**What you will do:**
Starting with the first line of the material, reproduce exactly each line up to and including the one that contains "Mark the snowy ridge", leaving out every picture.

**Given records:**
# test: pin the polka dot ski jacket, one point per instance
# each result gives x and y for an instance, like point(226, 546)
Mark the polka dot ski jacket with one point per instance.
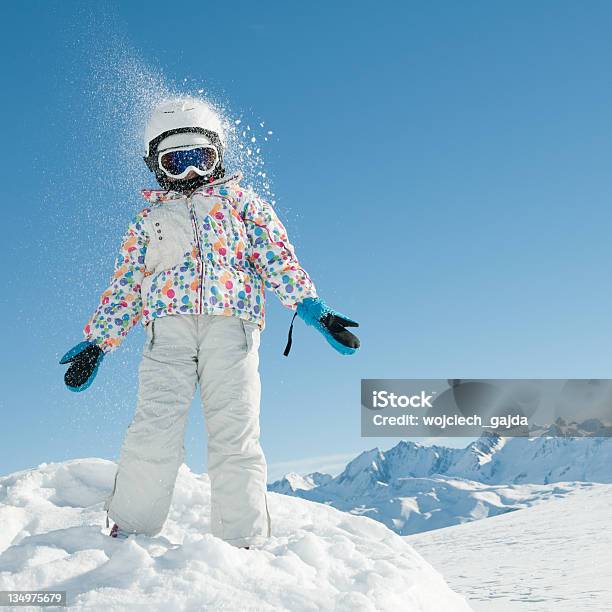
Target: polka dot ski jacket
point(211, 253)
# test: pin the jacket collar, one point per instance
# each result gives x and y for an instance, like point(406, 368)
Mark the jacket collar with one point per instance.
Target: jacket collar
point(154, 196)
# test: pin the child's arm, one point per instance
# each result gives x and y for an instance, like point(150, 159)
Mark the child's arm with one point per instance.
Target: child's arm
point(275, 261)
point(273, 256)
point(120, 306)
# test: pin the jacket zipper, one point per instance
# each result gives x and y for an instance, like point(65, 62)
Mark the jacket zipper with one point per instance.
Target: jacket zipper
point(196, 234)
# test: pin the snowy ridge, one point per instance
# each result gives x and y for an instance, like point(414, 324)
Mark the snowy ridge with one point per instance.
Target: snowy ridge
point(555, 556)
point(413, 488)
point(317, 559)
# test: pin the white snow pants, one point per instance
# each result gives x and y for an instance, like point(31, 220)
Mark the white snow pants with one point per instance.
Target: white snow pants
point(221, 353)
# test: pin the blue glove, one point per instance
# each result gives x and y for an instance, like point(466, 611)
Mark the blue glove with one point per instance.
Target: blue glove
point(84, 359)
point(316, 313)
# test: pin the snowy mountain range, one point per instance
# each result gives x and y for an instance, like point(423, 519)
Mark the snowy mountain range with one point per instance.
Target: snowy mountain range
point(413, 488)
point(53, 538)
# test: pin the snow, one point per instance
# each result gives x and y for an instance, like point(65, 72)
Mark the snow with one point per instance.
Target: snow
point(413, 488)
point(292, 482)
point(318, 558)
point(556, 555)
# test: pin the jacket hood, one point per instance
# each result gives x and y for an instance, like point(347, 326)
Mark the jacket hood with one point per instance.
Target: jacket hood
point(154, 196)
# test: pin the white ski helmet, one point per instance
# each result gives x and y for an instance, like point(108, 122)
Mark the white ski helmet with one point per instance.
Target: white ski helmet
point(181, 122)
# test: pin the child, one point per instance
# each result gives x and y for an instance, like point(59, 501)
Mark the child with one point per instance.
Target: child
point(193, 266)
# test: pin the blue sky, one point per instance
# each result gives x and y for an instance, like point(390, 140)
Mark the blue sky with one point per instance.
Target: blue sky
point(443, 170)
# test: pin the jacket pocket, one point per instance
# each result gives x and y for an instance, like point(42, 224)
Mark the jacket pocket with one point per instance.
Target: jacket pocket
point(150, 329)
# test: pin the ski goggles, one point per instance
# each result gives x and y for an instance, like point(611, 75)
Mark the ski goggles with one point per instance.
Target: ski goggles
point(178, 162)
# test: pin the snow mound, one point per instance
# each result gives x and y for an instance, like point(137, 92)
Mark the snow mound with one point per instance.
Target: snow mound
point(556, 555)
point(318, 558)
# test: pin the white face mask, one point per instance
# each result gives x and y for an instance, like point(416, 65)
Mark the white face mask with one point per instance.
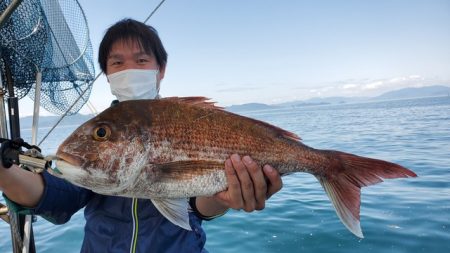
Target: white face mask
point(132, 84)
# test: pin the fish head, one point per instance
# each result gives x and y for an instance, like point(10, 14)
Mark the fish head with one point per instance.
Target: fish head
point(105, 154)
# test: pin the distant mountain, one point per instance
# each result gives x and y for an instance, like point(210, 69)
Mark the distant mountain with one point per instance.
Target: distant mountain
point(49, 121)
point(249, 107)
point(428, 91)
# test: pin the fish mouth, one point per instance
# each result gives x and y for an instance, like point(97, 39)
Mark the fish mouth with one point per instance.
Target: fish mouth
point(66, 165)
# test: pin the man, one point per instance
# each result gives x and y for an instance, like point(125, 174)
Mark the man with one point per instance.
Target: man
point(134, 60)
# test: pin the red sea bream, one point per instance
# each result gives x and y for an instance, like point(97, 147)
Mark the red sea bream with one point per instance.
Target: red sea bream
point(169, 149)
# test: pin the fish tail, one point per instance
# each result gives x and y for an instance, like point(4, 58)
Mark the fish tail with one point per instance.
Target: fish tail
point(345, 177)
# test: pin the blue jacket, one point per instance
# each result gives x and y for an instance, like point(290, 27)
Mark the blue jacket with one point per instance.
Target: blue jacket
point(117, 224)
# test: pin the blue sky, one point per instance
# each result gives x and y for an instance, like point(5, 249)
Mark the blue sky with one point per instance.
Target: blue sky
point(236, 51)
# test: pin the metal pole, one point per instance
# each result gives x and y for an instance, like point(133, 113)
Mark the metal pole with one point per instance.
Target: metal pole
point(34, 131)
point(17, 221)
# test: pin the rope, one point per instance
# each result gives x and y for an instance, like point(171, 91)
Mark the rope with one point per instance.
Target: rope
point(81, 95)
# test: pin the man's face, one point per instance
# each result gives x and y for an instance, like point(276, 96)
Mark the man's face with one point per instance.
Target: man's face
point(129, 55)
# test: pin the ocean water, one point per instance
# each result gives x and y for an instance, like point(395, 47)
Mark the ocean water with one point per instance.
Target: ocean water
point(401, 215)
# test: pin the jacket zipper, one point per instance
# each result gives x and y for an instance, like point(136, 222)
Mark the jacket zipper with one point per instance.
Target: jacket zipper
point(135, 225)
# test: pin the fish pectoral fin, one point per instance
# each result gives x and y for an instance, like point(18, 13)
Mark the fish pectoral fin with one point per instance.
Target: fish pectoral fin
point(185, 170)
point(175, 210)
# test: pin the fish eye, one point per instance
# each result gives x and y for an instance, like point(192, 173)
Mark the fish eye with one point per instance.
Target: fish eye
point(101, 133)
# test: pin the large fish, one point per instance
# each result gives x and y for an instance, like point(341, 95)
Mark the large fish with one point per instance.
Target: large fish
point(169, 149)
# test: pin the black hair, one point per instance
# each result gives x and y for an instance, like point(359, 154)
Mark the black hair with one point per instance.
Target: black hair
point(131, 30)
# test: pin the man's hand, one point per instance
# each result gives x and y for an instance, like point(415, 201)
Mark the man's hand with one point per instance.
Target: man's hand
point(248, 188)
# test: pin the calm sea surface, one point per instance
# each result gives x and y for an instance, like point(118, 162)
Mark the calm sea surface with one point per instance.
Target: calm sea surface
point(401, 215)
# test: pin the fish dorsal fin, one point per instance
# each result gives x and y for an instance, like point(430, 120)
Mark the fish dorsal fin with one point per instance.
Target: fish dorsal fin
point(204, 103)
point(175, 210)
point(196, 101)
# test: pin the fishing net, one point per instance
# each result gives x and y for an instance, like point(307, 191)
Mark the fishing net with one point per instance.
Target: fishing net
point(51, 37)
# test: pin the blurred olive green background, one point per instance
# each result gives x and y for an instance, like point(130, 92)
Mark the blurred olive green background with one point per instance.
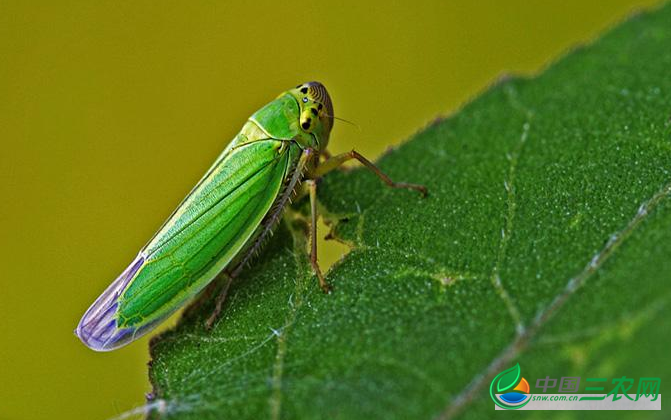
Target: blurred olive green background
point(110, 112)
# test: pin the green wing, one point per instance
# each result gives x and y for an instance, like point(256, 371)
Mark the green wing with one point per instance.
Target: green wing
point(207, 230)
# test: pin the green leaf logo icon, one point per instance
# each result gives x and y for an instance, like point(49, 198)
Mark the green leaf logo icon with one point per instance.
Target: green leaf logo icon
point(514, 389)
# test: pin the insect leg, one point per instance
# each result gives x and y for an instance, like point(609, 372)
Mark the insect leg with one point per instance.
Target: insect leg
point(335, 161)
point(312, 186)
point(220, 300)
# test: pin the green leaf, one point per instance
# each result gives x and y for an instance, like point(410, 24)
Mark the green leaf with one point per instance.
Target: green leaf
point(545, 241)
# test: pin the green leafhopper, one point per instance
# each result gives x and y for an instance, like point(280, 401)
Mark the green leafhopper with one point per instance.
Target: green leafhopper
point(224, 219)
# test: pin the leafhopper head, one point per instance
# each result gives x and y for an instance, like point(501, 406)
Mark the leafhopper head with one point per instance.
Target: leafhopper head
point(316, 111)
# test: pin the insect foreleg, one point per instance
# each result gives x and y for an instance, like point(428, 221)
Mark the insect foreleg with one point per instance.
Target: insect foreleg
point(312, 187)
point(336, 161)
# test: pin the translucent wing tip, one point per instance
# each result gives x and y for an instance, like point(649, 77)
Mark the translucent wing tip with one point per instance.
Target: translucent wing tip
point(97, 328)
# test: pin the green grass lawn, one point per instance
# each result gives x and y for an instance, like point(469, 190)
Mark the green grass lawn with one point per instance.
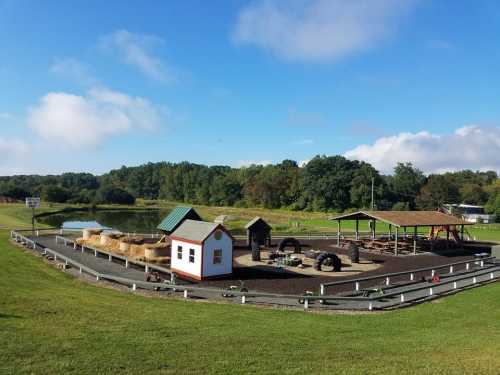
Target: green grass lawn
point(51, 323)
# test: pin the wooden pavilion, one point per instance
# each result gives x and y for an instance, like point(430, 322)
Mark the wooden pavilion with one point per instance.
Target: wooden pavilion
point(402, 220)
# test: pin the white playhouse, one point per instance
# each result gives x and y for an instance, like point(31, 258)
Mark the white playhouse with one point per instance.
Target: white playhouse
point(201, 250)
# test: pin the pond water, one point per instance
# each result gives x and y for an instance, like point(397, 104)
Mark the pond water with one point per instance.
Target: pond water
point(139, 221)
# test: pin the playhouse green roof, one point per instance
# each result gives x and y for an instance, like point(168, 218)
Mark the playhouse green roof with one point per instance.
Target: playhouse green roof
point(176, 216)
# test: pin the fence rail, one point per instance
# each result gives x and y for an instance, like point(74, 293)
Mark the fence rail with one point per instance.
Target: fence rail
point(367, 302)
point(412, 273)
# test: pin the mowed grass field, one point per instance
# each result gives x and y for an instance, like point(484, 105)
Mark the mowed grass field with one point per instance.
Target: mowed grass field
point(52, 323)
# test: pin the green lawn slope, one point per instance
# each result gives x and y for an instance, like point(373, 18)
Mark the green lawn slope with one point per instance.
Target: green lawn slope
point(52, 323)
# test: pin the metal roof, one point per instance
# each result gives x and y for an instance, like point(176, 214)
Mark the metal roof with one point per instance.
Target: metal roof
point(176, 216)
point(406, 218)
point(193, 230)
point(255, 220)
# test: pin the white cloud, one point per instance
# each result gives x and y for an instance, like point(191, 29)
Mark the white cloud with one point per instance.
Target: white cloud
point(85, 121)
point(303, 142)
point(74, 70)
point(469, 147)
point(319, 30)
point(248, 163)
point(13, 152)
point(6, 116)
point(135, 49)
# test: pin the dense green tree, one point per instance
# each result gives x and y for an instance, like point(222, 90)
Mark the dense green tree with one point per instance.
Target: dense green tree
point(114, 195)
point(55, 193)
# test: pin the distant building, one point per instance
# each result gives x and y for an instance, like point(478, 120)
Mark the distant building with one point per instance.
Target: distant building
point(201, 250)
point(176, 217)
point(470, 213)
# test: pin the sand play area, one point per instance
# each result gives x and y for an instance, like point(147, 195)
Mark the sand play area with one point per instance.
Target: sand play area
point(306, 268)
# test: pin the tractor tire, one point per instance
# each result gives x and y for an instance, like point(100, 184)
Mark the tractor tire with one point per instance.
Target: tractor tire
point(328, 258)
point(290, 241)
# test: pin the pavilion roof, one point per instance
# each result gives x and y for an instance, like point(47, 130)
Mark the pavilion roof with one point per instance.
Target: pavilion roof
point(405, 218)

**Expected answer:**
# test: pin the polka dot ski jacket, one point per instance
# each result gives x and y for an instance, like point(226, 546)
Mark the polka dot ski jacket with one point per instance.
Target: polka dot ski jacket
point(211, 253)
# test: pin the jacket collar, one point per instance
# each result gives x and y for an instance, like point(406, 368)
Mark the jacket collar with one point per instance.
Target: jacket collar
point(154, 196)
# test: pin the child's arm, one point per instance
# each result gives x and y for an instance, like point(150, 159)
Mark the child's arm with one point per instance.
Target: child's arm
point(275, 261)
point(273, 256)
point(120, 306)
# test: pin the jacket zipper, one point per instance
# each result gives x and y for an instance, like point(65, 62)
Mark the jacket zipper with one point per instance.
Target: jacket zipper
point(196, 234)
# test: pin the snowy ridge, one point per instance
# each result gives x and y for an instance, like point(414, 324)
Mark the snowy ridge with one point per instance.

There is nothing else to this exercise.